The Post (2017)
The Post (2017)
The latest collaboration between Academy Award-winning moviemaker Steven Spielberg and two-time Oscar winner Tom Hanks, The Post, is the fifth time that the 61-year-old megastar has landed himself a lead role in a Spielberg-directed film, following Bridge of Spies (2015), The Terminal (2004), Catch Me If You Can (2002), and, before that, Saving Private Ryan (1998); though, the duo have worked together countless times before, on projects such as The Money Pit (1986), which was produced by Spielberg and starred a relatively unknown Hanks, while both served as executive producers on small-screen mini-series’ Band of Brothers (2001) — in which the pilot episode was written and directed by Hanks — and The Pacific (2010), both shows focusing on atrocities and hardships faced by soldiers who fought in World War II.

Jobs:
**a)** Decide whether each statement agrees with the passage on The Post, answering yes or no and quoting the words that settle it: (i) The Post is the fifth film directed by Spielberg in which Hanks has a lead role. (ii) Spielberg directed The Money Pit. (iii) Hanks wrote and directed the pilot episode of Band of Brothers.
**b)** Transcribe the part of the passage on The Post starting with "The latest collaboration" and going on through "World War II.".
The data that come next are separate material and not part of the passage on The Post.

Collected data:
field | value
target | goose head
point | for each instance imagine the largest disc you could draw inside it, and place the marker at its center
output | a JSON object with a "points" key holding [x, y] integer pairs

Responses by task:
**a)**
(i) Yes: "is the fifth time that the 61-year-old megastar has landed himself a lead role in a Spielberg-directed film"
(ii) No: "which was produced by Spielberg and starred a relatively unknown Hanks"
(iii) Yes: "in which the pilot episode was written and directed by Hanks"

**b)**
The latest collaboration between Academy Award-winning moviemaker Steven Spielberg and two-time Oscar winner Tom Hanks, The Post, is the fifth time that the 61-year-old megastar has landed himself a lead role in a Spielberg-directed film, following Bridge of Spies (2015), The Terminal (2004), Catch Me If You Can (2002), and, before that, Saving Private Ryan (1998); though, the duo have worked together countless times before, on projects such as The Money Pit (1986), which was produced by Spielberg and starred a relatively unknown Hanks, while both served as executive producers on small-screen mini-series’ Band of Brothers (2001) — in which the pilot episode was written and directed by Hanks — and The Pacific (2010), both shows focusing on atrocities and hardships faced by soldiers who fought in World War II.